--- start Records ---

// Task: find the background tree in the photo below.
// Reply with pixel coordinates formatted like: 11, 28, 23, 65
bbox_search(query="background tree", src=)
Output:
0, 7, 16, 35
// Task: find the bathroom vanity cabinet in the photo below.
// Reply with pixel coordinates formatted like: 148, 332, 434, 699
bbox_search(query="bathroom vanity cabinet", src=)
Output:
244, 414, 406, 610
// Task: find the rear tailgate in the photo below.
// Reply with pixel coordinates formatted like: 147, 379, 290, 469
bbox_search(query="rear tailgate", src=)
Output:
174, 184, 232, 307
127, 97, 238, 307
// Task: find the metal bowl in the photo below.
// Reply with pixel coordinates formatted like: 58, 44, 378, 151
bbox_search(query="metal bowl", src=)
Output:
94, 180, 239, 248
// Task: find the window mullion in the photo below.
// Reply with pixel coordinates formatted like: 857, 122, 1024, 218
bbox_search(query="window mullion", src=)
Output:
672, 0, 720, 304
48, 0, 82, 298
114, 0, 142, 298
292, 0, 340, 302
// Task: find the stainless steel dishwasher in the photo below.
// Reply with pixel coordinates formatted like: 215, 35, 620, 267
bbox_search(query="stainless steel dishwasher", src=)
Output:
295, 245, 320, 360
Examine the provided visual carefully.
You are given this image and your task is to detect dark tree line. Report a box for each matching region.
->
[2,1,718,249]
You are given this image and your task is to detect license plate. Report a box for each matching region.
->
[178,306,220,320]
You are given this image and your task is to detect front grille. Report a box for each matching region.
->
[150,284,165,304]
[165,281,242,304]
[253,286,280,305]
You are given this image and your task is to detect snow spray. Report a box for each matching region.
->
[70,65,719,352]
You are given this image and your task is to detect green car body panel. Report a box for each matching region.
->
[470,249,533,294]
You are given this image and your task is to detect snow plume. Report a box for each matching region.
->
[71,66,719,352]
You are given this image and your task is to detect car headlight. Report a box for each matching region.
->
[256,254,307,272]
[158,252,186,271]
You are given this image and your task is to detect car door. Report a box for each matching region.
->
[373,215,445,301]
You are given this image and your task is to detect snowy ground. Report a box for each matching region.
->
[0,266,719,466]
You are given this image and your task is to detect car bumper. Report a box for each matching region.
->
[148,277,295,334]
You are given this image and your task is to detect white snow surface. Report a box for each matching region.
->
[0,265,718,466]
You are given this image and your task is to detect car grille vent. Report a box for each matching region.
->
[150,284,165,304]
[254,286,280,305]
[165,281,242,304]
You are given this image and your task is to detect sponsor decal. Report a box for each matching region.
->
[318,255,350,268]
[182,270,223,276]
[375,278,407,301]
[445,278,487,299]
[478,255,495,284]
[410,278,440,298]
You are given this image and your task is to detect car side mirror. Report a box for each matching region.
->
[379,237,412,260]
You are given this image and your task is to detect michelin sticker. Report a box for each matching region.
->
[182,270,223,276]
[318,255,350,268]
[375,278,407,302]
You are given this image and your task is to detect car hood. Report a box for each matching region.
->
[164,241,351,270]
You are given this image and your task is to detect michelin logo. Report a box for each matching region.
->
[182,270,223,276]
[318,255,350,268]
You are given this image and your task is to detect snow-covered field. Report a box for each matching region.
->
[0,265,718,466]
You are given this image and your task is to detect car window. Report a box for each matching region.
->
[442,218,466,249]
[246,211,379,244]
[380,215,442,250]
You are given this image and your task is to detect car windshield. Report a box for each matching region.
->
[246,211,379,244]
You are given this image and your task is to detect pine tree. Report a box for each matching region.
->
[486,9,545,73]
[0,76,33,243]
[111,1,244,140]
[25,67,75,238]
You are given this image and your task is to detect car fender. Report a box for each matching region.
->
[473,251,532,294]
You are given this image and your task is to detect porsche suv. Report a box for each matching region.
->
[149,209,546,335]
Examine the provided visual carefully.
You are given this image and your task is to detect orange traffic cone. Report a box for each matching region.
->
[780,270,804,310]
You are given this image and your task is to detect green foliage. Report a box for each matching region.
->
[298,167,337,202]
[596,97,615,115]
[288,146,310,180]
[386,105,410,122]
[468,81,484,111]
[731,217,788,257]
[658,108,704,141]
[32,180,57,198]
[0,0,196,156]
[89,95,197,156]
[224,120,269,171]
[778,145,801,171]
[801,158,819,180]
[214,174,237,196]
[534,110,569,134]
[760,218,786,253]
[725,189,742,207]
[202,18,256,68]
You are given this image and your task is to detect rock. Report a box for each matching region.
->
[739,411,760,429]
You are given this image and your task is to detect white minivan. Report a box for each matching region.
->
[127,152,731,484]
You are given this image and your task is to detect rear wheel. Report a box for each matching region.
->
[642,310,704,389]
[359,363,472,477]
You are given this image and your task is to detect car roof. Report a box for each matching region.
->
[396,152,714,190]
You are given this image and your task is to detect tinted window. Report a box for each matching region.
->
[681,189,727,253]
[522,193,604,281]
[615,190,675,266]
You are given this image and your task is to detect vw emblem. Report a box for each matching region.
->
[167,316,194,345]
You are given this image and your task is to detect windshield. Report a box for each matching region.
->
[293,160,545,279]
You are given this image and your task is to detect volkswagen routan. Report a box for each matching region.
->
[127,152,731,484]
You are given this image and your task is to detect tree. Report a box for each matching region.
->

--- end Records ---

What to work on — Please rewrite the items from the line containing "tailgate in the photo below." through the line containing "[178,306,220,320]", keeping every line, requests included. Increase each coordinate in the answers by 145, but leave the requests and their format samples unchanged.

Finished exercise —
// Task: find the rear tailgate in the photo below.
// Reply with pixel coordinates formatted like: 147, 379, 290, 469
bbox_search(query="rear tailgate", src=)
Output:
319, 329, 377, 452
272, 242, 383, 452
// Task: find the metal bowl in the photo below.
// Reply with pixel coordinates formatted like: 58, 44, 378, 151
bbox_search(query="metal bowl", src=)
Output:
239, 325, 384, 393
// Task: find the window mullion in the photo below.
// Reply with pixel coordinates formatted like: 857, 122, 1024, 218
bbox_search(query="window mullion", src=)
Output:
817, 145, 865, 449
193, 145, 227, 443
259, 145, 287, 443
437, 145, 485, 447
// Task: find the stainless steel dishwasher in the photo below.
// Reply with pixel coordinates formatted like: 215, 35, 620, 267
bbox_search(query="stainless steel dishwasher", src=)
Output:
440, 390, 465, 505
Examine the provided visual carefully.
You are given this image and your task is to detect dark tree line. Report a box for each matching region.
->
[147,146,863,394]
You are given this image and your task is to detect license plate. Report a box for each matching region.
->
[323,451,365,465]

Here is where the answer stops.